#### Your task:
Lines in the listing below that include the word "blue" need to be copied.

#### Supplied information:
BEGIN

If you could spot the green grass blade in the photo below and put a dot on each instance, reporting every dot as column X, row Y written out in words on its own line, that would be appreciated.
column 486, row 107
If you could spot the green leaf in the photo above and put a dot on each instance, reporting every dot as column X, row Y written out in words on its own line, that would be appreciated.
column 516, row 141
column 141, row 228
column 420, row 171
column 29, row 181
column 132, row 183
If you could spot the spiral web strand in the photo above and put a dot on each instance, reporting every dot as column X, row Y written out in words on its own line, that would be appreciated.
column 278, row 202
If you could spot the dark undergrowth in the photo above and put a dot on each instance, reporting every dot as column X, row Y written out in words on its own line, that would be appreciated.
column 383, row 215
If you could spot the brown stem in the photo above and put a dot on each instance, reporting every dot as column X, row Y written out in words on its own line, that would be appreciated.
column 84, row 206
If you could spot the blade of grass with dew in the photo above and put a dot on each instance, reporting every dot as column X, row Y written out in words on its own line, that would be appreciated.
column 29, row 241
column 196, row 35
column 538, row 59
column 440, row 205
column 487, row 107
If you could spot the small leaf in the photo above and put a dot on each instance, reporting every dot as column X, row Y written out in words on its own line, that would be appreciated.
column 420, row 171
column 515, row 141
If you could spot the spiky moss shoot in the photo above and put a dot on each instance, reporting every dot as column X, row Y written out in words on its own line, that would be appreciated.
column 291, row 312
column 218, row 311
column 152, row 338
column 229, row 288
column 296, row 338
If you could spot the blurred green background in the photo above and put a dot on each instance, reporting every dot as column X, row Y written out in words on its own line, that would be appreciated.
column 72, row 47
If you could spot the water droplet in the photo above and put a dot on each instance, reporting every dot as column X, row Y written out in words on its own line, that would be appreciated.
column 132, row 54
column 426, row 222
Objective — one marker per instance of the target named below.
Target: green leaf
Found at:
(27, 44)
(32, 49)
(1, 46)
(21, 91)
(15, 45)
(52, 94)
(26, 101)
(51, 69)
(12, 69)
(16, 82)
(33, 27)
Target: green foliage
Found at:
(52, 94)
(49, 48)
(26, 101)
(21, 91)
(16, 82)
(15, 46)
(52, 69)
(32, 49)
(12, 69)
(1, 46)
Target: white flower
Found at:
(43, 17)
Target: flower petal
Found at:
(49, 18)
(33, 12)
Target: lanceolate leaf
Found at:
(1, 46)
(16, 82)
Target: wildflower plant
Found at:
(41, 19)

END
BEGIN

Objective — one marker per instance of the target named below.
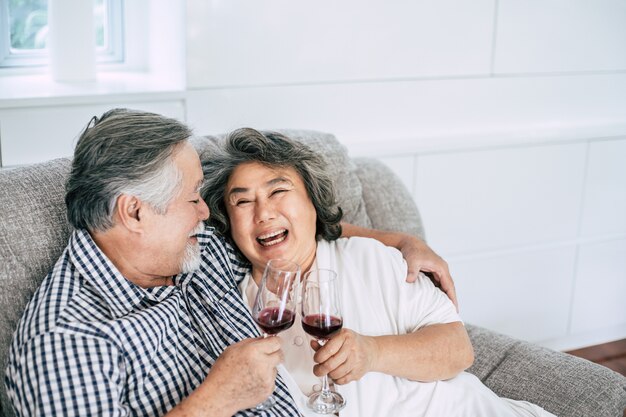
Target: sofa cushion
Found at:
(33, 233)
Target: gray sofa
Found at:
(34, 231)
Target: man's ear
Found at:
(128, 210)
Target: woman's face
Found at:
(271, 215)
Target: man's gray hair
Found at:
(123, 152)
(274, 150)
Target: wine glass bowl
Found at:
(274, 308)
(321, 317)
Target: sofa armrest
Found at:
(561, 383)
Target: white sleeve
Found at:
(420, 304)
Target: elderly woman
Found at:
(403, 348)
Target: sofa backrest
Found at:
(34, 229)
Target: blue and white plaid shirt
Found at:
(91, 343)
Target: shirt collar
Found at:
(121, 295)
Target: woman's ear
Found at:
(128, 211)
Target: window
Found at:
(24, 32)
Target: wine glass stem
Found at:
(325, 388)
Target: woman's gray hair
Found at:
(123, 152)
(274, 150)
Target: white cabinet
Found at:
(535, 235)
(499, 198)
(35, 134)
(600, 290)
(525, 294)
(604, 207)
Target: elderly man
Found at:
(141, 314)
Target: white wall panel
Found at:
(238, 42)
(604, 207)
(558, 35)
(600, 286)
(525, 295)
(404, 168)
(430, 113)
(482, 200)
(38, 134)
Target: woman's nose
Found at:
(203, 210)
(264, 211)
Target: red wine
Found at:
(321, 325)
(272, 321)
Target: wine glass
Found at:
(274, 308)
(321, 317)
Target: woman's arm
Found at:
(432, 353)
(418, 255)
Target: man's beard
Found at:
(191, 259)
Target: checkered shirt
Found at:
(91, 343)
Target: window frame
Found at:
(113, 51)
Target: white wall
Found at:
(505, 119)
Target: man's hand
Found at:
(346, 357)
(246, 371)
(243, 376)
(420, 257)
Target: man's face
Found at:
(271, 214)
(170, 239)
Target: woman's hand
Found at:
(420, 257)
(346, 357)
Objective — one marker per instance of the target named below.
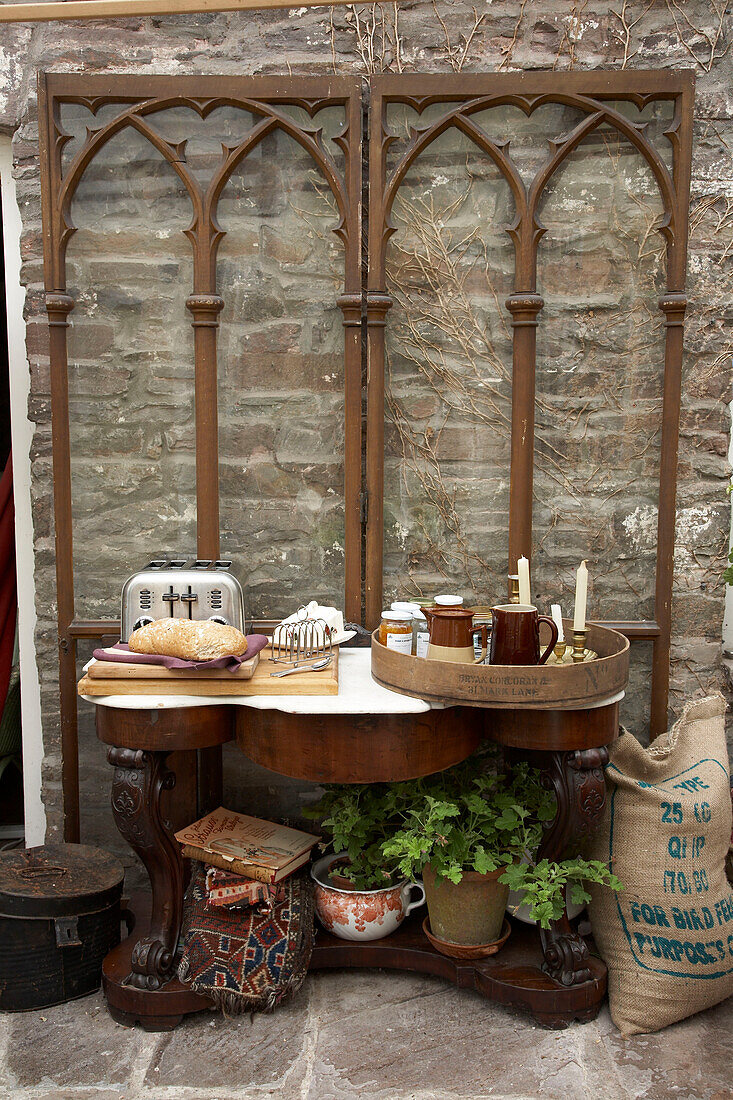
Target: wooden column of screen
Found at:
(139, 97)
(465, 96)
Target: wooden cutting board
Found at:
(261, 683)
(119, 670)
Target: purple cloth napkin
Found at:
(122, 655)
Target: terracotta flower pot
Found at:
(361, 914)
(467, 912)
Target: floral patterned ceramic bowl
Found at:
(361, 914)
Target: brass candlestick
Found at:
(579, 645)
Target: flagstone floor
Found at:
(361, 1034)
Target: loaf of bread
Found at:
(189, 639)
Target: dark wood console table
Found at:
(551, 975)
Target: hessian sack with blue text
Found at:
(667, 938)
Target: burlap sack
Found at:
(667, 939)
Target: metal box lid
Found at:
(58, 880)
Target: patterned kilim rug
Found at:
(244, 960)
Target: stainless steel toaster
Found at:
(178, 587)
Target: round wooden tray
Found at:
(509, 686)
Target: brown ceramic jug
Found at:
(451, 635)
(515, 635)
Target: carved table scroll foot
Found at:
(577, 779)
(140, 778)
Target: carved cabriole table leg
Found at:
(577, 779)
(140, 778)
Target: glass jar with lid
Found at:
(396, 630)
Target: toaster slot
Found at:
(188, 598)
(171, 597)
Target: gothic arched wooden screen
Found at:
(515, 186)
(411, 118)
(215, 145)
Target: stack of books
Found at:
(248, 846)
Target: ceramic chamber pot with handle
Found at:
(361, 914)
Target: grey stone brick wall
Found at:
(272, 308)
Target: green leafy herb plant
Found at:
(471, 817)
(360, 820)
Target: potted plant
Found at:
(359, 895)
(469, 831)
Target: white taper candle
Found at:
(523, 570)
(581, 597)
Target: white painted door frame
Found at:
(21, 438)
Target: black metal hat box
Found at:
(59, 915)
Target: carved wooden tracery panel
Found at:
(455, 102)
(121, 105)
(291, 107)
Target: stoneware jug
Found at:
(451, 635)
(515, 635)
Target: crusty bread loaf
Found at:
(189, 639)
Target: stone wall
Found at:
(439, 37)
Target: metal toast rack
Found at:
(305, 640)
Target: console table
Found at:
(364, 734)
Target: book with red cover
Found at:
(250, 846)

END

#### Output:
Target: blue and white plaid shirt
Target: hessian sack with blue text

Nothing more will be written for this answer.